■ **Document excerpt**:
· · · ·

By BlueBallMcGee - 11/05/2009 12:08 - United States

Spicy
Today, I came home from working twelve hours straight. Feeling rather frisky, I attempted to seduce my wife upon arriving home. She said that sleep was better than sex and went directly to bed. It was only 6:30 PM. FML
I agree, your life sucks 64 759
You deserved it 7 027

Same thing different taste

Top comments

Rejected. Maybe you should be better in bed? Or maybe it was just one of those days for your wife? Idk, lots of explanations, but unless you haven't gotten any for weeks this really isn't an FML.

So take a nap with her, cuddle and whatnot, then **** when you wake up.

Comments

FFS guys really! What the hell? Look you dont know that guy and the situation so you can only guess. Thing is he had his heart set on having sex with his wife after coming home from working all day and when he got home at 6:30 she would rather go to sleep. In any situation that sucks. Fact. Thats all OP is saying. He could be saying FML cuz its a regular thing or cuz he is only recently married and hasnt decided to accept the monthly sexual activity of married life yet. Quit having a massive debate over it. If you feel bad for him then go sort out someone to have sex with him, if you think hes whining and not having sex is not that big of a deal in a marriage then go back to gardening or collecting stamps or whatever you do with your free time. This guy just wanted some loving, had built up to it all day, and didnt get it. FYL mate! Try again tomorrow?

lmmmr 0

Everyone here is saying the same thing from different perspectives. If you are in a relationship and your needs are not being met, be those needs sexual, communicative, or emotional, then it is an issue and your relationship will suffer. In a mature, adult relationship these issues would be discussed and you and your partner would decide what compromises you would feel comfortable with. Under absolutely no circumstances should either partner do anything that they are not comfortable with, but often, real love for your partner will make you more willing to compromise. Now, the conflict of interest here largely comes down to, when the female partner is not comfortable under any circumstances offering her body to be used when she is not otherwise motivated (which, as a feminist I can absolutely identify with), does the male partner value the other aspects of the relationship enough to overlook that aspect on occasion? If no, the relationship fails. If yes, then they should use the stronger aspects of the relationship to come to an understanding and find ways for their needs to realign. While I personally value the communicative and emotional aspects of a relationship higher than the sexual, I understand that they are not mutually exclusive, and that not everyone feels the same. And I do have to disagree with monicamischef in that even celibate adult relationships can have a significant intimacy that can't be equated to friendship. Yes, that will become more intimate with a responsible sexual connection, but even without, it's not simply a friendship in many cases. The original poster failed on two accounts. If this happens often enough that his needs are regularly not met, he should: 1. Attempt to turn her on before you decide that it's time to do it. He mentioned no efforts on this at all. If he did try and it failed, and this is the case often, then refer to 2. 2. Get off the internet and have a conversation with the woman he loves about it. Clearly she needs something to be turned on that he is not offering. Be it physical or emotional. The wife is not at fault here.

· · · ·

(Entries drawn from a collection)
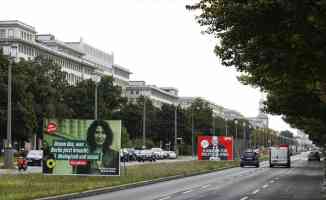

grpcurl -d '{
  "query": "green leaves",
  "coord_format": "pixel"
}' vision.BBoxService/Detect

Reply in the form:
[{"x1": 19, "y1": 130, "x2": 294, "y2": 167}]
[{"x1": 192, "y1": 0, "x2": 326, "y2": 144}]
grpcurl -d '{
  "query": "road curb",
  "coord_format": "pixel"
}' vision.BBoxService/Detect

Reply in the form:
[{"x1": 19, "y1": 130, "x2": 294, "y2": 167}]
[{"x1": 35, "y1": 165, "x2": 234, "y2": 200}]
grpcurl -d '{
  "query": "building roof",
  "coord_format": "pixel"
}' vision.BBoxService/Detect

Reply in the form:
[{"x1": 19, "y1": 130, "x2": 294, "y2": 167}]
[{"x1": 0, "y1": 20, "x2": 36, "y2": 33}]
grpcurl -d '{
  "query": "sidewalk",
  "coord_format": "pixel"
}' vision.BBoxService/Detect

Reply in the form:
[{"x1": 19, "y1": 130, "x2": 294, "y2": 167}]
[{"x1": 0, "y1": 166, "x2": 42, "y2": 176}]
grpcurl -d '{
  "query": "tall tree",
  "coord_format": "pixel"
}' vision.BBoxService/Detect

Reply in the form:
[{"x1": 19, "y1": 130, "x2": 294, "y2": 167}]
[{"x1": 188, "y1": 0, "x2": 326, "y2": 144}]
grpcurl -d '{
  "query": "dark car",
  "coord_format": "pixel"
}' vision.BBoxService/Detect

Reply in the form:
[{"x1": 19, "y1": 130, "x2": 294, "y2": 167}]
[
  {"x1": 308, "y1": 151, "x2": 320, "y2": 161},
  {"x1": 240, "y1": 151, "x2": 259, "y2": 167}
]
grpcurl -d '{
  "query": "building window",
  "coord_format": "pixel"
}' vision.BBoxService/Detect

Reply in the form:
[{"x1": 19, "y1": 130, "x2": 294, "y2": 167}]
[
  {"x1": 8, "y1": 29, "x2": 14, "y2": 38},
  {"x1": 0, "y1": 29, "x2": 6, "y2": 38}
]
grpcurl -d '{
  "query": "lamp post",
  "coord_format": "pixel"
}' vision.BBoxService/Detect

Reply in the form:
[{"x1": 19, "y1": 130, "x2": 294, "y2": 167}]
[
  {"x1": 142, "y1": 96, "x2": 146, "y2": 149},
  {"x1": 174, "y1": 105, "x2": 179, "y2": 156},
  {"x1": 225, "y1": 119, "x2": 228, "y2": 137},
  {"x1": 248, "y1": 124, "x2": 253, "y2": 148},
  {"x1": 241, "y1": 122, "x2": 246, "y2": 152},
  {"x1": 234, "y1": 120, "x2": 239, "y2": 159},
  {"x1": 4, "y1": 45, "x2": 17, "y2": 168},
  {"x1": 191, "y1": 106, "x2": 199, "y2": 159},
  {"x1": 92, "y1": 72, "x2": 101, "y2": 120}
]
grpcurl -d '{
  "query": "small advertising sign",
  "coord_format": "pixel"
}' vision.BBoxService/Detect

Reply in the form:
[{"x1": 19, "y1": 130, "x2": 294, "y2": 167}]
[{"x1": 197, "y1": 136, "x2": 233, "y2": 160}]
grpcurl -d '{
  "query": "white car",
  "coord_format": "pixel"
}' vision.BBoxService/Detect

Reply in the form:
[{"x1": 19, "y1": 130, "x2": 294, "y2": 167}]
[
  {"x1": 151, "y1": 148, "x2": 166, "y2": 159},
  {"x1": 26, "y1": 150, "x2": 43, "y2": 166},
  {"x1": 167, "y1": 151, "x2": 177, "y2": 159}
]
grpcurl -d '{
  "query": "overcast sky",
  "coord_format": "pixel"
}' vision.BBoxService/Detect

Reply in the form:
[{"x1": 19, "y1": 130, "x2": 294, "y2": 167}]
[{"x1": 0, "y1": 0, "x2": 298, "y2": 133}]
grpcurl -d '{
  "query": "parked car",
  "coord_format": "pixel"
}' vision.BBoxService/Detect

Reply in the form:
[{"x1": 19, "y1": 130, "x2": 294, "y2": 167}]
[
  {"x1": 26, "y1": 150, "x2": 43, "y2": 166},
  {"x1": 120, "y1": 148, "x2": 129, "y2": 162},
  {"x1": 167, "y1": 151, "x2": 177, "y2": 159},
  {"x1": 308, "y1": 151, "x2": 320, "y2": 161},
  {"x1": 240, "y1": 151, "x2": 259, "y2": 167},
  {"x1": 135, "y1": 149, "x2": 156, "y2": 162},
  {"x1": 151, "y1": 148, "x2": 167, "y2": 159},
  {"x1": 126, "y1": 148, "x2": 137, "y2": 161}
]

· · · ·

■ **Exercise description**: In the FML post about being turned down by a tired wife, how long had the poster worked before coming home?

■ **Solved problem**: Twelve hours straight.